> YOUR OBJECTIVE: Return all of the lines below exactly as they are.

> Point localization data:

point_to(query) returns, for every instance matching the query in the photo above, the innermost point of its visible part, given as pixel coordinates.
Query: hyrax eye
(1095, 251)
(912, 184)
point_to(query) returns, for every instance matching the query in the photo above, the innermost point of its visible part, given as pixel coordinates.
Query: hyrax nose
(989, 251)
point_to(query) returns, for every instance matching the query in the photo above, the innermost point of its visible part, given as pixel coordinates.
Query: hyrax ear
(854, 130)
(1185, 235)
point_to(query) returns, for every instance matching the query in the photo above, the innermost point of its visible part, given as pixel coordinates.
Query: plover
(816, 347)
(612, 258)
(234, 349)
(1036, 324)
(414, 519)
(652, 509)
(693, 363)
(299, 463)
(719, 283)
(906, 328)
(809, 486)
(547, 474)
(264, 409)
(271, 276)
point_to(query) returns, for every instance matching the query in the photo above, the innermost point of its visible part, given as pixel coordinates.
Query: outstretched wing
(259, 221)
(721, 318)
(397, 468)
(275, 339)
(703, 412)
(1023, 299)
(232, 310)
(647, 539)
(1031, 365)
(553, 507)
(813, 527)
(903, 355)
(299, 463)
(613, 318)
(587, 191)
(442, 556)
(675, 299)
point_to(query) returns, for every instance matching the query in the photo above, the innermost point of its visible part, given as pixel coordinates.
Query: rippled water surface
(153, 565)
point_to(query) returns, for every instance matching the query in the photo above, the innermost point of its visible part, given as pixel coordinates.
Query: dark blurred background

> EXPECTED ANSWER:
point_to(query) returns, for every instance matching the query in the photo above, the innermost point of its visible part, given as pixel coordinates.
Query: hyrax eye
(1095, 251)
(912, 184)
point_to(query) returns, for every instance matching the query in the photo above, the innermost point of its visible part, given as pixel coordinates.
Query: hyrax nose
(989, 251)
point_to(query) returns, for every instance matching the query in the photo above, the innermost point of its visible part, given as pixel coordinates.
Query: hyrax ear
(854, 130)
(1185, 235)
point_to(query) returns, for every instance matching the query in the photo above, the innermost point of its visible part, given as pixel coordinates.
Query: plover
(816, 347)
(612, 258)
(234, 349)
(1036, 324)
(414, 519)
(652, 509)
(693, 363)
(299, 463)
(719, 283)
(906, 328)
(809, 486)
(547, 474)
(264, 409)
(271, 276)
point_to(query) returns, for every instance matching the query in the photo above, the innermost point of its visible part, given as pixel coordinates.
Query: outstretched wing
(259, 221)
(721, 318)
(397, 468)
(275, 339)
(703, 412)
(1023, 299)
(232, 310)
(647, 539)
(1031, 365)
(553, 507)
(813, 527)
(903, 355)
(299, 463)
(613, 318)
(587, 191)
(442, 556)
(675, 299)
point_to(query) returns, for every instance matching the query in the photo above, the innermost point of its visible part, given as pixel coordinates.
Query: rippled water surface
(153, 565)
point_to(query) returns, for every instance matching the query in the photo above, the innermost point of its visible part, given as pixel coordinates.
Query: dark blurred background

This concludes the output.